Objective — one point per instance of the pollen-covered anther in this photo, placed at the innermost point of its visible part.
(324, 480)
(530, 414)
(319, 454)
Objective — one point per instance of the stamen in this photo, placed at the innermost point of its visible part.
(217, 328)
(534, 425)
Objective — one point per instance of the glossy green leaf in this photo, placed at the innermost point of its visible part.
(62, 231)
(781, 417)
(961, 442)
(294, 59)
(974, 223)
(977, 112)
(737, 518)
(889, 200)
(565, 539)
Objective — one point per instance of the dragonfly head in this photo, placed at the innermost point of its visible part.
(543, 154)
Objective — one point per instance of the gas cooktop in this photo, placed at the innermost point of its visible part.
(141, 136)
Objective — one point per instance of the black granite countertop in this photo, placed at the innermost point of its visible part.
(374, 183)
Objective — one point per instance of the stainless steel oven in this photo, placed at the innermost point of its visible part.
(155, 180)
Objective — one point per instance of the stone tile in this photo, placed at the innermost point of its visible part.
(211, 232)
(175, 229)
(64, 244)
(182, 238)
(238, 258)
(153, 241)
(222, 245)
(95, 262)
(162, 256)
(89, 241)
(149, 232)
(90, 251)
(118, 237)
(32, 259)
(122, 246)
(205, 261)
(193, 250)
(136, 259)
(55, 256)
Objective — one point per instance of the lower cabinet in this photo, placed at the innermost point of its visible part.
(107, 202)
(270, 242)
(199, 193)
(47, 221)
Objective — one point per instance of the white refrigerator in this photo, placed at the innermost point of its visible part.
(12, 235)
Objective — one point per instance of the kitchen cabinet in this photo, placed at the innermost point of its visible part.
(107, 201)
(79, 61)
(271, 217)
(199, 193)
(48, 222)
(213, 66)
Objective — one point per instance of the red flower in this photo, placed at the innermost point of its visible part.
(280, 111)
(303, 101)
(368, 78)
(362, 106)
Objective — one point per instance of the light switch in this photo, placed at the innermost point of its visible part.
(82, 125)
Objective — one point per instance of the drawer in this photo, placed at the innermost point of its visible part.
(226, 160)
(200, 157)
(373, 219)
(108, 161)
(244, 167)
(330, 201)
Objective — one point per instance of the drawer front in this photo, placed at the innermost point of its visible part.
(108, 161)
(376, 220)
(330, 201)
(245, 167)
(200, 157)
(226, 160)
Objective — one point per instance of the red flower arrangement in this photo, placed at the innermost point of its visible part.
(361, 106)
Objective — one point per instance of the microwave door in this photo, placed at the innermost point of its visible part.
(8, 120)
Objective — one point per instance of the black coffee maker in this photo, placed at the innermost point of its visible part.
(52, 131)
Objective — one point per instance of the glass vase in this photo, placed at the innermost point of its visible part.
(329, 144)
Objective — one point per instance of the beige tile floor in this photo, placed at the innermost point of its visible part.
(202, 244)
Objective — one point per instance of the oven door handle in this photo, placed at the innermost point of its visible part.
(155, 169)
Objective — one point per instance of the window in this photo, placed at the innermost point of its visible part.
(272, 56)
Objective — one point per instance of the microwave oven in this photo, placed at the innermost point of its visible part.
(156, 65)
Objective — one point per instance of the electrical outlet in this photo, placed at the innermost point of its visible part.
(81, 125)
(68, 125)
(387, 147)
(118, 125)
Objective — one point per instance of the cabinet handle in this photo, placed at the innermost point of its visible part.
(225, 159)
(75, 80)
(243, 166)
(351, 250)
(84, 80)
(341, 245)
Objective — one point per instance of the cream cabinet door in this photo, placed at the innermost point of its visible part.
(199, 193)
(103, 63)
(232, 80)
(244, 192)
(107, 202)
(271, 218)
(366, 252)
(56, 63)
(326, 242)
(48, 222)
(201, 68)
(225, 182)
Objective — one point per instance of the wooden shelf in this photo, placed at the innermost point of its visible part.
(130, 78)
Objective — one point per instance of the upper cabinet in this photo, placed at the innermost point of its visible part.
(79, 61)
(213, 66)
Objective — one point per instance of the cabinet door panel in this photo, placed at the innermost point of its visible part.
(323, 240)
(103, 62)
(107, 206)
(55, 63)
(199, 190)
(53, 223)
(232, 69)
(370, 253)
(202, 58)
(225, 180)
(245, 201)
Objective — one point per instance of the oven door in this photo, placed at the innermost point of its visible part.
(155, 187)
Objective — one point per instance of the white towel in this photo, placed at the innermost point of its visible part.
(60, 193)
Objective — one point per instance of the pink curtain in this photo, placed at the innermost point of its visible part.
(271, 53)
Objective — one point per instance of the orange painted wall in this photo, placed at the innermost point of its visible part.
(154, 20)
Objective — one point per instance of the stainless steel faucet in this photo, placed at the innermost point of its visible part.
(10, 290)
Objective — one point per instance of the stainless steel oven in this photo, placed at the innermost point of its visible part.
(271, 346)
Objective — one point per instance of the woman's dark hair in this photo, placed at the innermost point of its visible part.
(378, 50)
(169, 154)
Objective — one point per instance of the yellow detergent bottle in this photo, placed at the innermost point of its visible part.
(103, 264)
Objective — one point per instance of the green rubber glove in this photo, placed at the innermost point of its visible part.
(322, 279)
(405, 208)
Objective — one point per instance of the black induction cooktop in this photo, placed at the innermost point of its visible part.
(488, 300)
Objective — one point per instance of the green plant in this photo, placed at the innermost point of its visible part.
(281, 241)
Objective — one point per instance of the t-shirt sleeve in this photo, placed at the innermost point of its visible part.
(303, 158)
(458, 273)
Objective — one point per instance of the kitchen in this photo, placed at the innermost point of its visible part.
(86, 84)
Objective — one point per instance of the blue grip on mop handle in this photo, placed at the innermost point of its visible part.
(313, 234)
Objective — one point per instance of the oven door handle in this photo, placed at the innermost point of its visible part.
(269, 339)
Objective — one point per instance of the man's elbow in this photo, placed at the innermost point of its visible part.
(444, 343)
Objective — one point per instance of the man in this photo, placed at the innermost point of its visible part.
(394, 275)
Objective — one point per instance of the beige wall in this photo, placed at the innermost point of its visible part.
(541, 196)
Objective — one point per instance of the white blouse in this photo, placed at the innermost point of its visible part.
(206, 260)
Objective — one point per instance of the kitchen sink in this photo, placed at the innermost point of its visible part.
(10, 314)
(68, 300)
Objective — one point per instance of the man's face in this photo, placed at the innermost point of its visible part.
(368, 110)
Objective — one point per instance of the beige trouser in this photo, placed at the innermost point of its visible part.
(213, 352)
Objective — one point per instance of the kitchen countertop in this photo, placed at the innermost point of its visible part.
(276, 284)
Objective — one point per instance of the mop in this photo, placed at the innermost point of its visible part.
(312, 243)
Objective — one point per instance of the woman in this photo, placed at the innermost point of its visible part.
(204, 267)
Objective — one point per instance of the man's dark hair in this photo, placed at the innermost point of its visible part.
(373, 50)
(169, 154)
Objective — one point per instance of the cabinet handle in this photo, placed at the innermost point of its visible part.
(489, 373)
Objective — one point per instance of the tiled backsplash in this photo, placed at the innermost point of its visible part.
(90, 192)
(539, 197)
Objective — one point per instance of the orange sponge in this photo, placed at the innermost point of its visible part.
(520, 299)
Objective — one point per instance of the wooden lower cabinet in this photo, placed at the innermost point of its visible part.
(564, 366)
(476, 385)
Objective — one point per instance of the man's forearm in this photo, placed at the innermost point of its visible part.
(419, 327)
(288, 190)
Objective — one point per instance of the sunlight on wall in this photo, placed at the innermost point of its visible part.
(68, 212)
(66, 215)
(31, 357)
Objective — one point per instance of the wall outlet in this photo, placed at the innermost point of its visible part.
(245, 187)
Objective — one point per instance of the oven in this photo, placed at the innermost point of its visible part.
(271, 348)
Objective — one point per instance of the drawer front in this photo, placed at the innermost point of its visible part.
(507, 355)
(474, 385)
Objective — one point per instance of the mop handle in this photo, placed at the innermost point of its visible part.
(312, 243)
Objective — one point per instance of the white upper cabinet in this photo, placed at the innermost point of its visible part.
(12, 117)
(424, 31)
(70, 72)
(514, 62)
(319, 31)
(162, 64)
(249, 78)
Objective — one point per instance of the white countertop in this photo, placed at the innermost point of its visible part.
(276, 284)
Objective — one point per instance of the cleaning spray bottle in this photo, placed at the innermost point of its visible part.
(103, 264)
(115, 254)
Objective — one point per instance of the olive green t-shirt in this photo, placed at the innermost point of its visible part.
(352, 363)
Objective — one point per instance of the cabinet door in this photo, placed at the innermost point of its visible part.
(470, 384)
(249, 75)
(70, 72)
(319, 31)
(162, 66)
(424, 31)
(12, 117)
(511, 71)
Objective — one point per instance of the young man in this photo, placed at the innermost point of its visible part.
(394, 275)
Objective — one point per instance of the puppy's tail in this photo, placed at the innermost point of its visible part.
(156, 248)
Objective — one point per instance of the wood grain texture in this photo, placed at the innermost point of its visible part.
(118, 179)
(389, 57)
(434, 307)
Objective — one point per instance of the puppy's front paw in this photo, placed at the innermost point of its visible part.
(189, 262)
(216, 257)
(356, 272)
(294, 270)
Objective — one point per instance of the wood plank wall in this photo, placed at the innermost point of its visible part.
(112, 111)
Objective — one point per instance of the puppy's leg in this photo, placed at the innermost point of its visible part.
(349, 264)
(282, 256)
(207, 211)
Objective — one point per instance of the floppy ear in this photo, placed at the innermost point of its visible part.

## TASK REQUIREMENTS
Starting with the line that contains "Objective — one point per instance of the olive" and going on through the end of the listing, both included, write out every line again, requests too, shifting each coordinate in the answers up by 142.

## RESULT OF THIS EXERCISE
Objective — one point per instance of the olive green t-shirt in this photo, placed at the innermost point of its visible part.
(494, 505)
Objective — one point per instance of the cabinet door in this photo, placed at the innermost point of its visible part.
(612, 526)
(391, 217)
(212, 214)
(461, 173)
(304, 208)
(566, 173)
(154, 259)
(653, 213)
Objective — one point per instance of the young man in this photo, placed at the innermost point of its visible part.
(536, 417)
Objective — one point per instance of the puppy's tail in this photo, placed at the innermost point of its visible part.
(298, 390)
Objective — one point per instance of the wood grain texture in this photo, placed at the innermost point of its visible part.
(260, 321)
(531, 199)
(576, 449)
Objective — one point per instance of the puppy's front paw in this photo, placed at the innermost point of its visible part.
(331, 404)
(358, 399)
(498, 414)
(436, 412)
Objective — one point per instance of the wood plank wall in this photo, placed at the innermost point of its visible part.
(254, 253)
Objective — one point per instance of the puppy's leg in this photo, placed at the innermost point of its visible part.
(491, 406)
(424, 398)
(349, 353)
Objective — one point per instance of the floppy ear in this photo, placed at the innermost point of its visible part.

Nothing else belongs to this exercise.